▶ _Records for the exercise_:
::::

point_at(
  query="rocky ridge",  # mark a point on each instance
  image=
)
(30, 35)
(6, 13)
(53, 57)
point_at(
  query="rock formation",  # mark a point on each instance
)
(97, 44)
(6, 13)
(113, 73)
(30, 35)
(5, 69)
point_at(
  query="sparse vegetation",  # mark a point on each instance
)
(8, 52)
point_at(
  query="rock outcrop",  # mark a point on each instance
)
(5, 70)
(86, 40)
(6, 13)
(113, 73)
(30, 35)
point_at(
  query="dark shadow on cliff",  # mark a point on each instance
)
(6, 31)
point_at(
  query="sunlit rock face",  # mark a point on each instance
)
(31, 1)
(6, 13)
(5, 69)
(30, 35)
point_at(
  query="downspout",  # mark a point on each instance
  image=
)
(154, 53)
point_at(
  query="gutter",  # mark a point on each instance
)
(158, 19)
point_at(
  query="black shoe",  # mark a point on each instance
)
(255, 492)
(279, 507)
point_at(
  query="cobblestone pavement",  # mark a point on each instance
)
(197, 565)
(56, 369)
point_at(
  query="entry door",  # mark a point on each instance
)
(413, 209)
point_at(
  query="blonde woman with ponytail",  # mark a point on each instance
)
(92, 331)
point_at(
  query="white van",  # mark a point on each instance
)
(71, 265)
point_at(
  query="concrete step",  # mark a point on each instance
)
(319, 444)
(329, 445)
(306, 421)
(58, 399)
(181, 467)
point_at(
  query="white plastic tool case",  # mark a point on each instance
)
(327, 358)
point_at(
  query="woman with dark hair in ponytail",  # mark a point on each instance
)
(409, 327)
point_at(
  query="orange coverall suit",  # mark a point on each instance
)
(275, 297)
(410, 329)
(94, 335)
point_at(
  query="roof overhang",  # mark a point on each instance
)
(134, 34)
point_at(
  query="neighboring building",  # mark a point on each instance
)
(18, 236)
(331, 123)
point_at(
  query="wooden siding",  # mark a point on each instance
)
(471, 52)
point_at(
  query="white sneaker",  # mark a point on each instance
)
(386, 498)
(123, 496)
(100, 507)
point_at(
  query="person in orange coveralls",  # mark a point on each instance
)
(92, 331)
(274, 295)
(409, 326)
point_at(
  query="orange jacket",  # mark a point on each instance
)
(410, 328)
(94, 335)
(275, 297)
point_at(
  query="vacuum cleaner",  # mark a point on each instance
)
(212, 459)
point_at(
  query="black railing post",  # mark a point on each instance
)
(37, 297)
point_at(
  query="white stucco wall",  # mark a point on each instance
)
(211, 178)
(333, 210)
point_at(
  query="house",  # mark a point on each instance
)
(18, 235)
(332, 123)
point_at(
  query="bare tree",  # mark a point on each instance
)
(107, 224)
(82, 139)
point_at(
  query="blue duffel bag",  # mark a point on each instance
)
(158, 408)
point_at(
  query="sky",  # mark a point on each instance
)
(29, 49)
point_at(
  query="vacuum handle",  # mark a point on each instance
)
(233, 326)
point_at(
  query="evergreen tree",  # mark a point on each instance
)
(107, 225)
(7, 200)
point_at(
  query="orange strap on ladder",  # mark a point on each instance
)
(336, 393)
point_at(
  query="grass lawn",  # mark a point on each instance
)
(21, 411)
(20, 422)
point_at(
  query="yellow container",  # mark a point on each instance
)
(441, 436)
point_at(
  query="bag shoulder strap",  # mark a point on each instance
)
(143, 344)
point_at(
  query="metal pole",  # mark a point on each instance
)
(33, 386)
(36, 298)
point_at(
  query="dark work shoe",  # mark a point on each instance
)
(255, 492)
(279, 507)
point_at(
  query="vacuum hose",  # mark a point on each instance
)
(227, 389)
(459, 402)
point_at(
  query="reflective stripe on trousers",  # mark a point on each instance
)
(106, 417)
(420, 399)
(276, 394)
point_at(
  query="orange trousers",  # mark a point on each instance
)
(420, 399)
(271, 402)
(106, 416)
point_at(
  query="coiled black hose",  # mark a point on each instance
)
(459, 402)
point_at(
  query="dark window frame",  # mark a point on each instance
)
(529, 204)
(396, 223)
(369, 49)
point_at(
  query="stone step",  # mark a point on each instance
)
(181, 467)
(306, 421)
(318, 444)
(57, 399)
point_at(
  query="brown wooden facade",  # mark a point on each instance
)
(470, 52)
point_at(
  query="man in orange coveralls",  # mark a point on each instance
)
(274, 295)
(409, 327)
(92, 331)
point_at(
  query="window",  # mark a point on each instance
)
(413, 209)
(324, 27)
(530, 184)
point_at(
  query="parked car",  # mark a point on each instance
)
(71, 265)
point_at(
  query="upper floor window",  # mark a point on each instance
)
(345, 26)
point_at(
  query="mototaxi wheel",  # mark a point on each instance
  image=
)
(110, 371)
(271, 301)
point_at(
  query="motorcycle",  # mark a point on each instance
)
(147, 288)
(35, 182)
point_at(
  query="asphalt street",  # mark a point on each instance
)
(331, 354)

::::

▶ _Your task_: Reproduce the entries above in full, verbatim.

▶ _Result of the task_:
point_at(
  query="rocky ridge",  # mark a point on each instance
  image=
)
(30, 35)
(6, 13)
(53, 57)
point_at(
  query="rock formation",  # mark a point on each instance
)
(97, 44)
(6, 13)
(113, 73)
(30, 35)
(5, 69)
point_at(
  query="sparse vegetation",  # mark a point on each instance
)
(8, 52)
point_at(
  query="rock outcrop",  # mark a point on each instance
)
(5, 70)
(86, 40)
(6, 13)
(113, 73)
(30, 35)
point_at(
  query="dark shadow on cliff",  # mark a point on each instance
)
(6, 31)
point_at(
  query="sunlit rock face",  # mark a point on each instance
)
(31, 1)
(6, 13)
(5, 69)
(30, 35)
point_at(
  query="downspout",  # mark a point on each instance
  image=
)
(154, 53)
point_at(
  query="gutter",  # mark a point on each instance
)
(158, 19)
point_at(
  query="black shoe",  # mark a point on each instance
)
(255, 492)
(279, 507)
point_at(
  query="cobblestone pavement",  # mark a point on each instance
)
(197, 565)
(56, 369)
point_at(
  query="entry door",  # mark a point on each instance
)
(413, 209)
point_at(
  query="blonde woman with ponytail",  # mark a point on each instance
)
(92, 331)
point_at(
  query="white van",  # mark a point on each instance
)
(71, 265)
point_at(
  query="concrete step",  # mark a point on each instance
)
(319, 444)
(329, 445)
(306, 421)
(58, 399)
(181, 467)
point_at(
  query="white plastic tool case",  # mark a point on each instance
)
(327, 358)
point_at(
  query="woman with dark hair in ponytail",  # mark a point on each instance
)
(409, 327)
point_at(
  query="orange coverall suit",  # mark a point on each instance
)
(275, 297)
(410, 329)
(94, 335)
point_at(
  query="roof overhang",  # mark a point on each instance
)
(134, 34)
point_at(
  query="neighboring building",  # mark a point on each instance
)
(18, 236)
(331, 123)
point_at(
  query="wooden siding",  # mark a point on each instance
)
(471, 52)
point_at(
  query="white sneaker",  # mark a point on each instance
)
(386, 498)
(123, 496)
(100, 507)
point_at(
  query="person in orange coveralls",  # mark a point on each instance
)
(92, 331)
(274, 295)
(409, 326)
point_at(
  query="orange jacket",  # mark a point on each instance
)
(410, 328)
(94, 335)
(275, 297)
point_at(
  query="vacuum cleaner",  # mark a point on each instance
)
(212, 459)
point_at(
  query="black railing post",  # mark a point on each instance
)
(37, 297)
point_at(
  query="white stucco wall",  # mark a point on each instance
)
(211, 178)
(333, 210)
point_at(
  query="house",  # mark a point on each instance
)
(18, 235)
(332, 123)
point_at(
  query="bare tree",  # mark a point on each instance
)
(107, 224)
(82, 139)
point_at(
  query="blue duffel bag",  # mark a point on each instance
)
(158, 408)
point_at(
  query="sky",  # mark a point on each instance
)
(29, 49)
point_at(
  query="vacuum handle",  # mark a point on each instance
)
(233, 326)
point_at(
  query="evergreen tree",  # mark a point on each instance
)
(107, 225)
(7, 200)
point_at(
  query="orange strap on ladder",  # mark a point on each instance
)
(336, 393)
point_at(
  query="grass lawn",  # mark a point on each instance
)
(21, 411)
(20, 422)
point_at(
  query="yellow container",  # mark a point on each instance
)
(441, 436)
point_at(
  query="bag shoulder strap",  # mark a point on each instance
)
(143, 344)
point_at(
  query="metal pole",  # mark a point on each instance
)
(33, 386)
(36, 298)
point_at(
  query="dark work shoe",  # mark a point on each instance
)
(255, 492)
(279, 507)
point_at(
  query="vacuum hose",  # mark a point on each instance
)
(227, 389)
(459, 402)
point_at(
  query="reflective stripe on trousers",  # mark a point on each instance
)
(106, 417)
(420, 399)
(276, 394)
point_at(
  query="orange trousers",  # mark a point on each instance
)
(420, 399)
(271, 402)
(106, 416)
point_at(
  query="coiled black hose",  # mark a point on each instance
)
(459, 402)
point_at(
  query="dark window frame",  # mark a point on each instance
)
(529, 204)
(396, 223)
(369, 49)
point_at(
  query="stone step",  # mark a point on each instance
)
(181, 467)
(306, 421)
(318, 444)
(57, 399)
point_at(
  query="brown wooden facade",  # mark a point on each instance
)
(470, 52)
point_at(
  query="man in orange coveralls",  # mark a point on each instance
)
(274, 295)
(409, 327)
(92, 331)
point_at(
  query="window",  # mark a point on each instance
)
(413, 209)
(324, 27)
(530, 184)
point_at(
  query="parked car",  # mark a point on each instance
)
(71, 265)
point_at(
  query="upper floor window",  # mark a point on each instance
)
(345, 26)
point_at(
  query="mototaxi wheel",  # mark a point on each instance
  image=
)
(110, 371)
(271, 301)
point_at(
  query="motorcycle",  # mark a point on each instance
)
(147, 288)
(35, 182)
point_at(
  query="asphalt street",  # mark a point on each instance
)
(331, 354)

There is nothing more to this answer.